GOAL:
In the essay about moving to Iowa, what is the wind compared to as it wraps around the writer's whole body?

BY AMY NOLAN ASSISTANT PROFESSOR OF ENGLISH
I often talk to my students about where they are from, how they came to Wartburg and if they’ve come from even further away. My own journey has taken me deeper into the Midwest than I imagined I’d ever go, to a place I’d never considered, much less traveled.
Only a 12-hour drive from my home state of Michigan, my home in Iowa sometimes feels as far away as the land of Oz.
Iowa is a place where vanity feels foolish and unnecessary, stripped away by the ongoing current of the wind. The wind here is different than anywhere else I’ve ever been: it wraps around my whole body, like water.
This is a place where I have learned a new respect for rivers, for these rivers are not the narrow streams of northern Michigan, covered with tiny, soft stones, the water clear and clean, the fish visible under the glass surface.
Iowa rivers are yawning, muddy, wide, moiling—the bottom is impossible to see, and the contents are always under suspicion.
These rivers, like all rivers, defy control, seeping and sometimes tumbling into swamps, farm fields and basements. Within a week they can transform a corn field into a lake attracting white cranes. Their power, like Iowa’s beauty, is both subtle and humbling.
I moved here two years ago after living in Michigan my entire life. I wasn’t prepared to be embraced by the open spaces, waved to by strangers who also pause and talk to me.

DATA:

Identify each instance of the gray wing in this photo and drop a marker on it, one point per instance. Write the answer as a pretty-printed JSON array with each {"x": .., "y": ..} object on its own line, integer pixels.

SOLUTION TO THIS PROBLEM:
Water.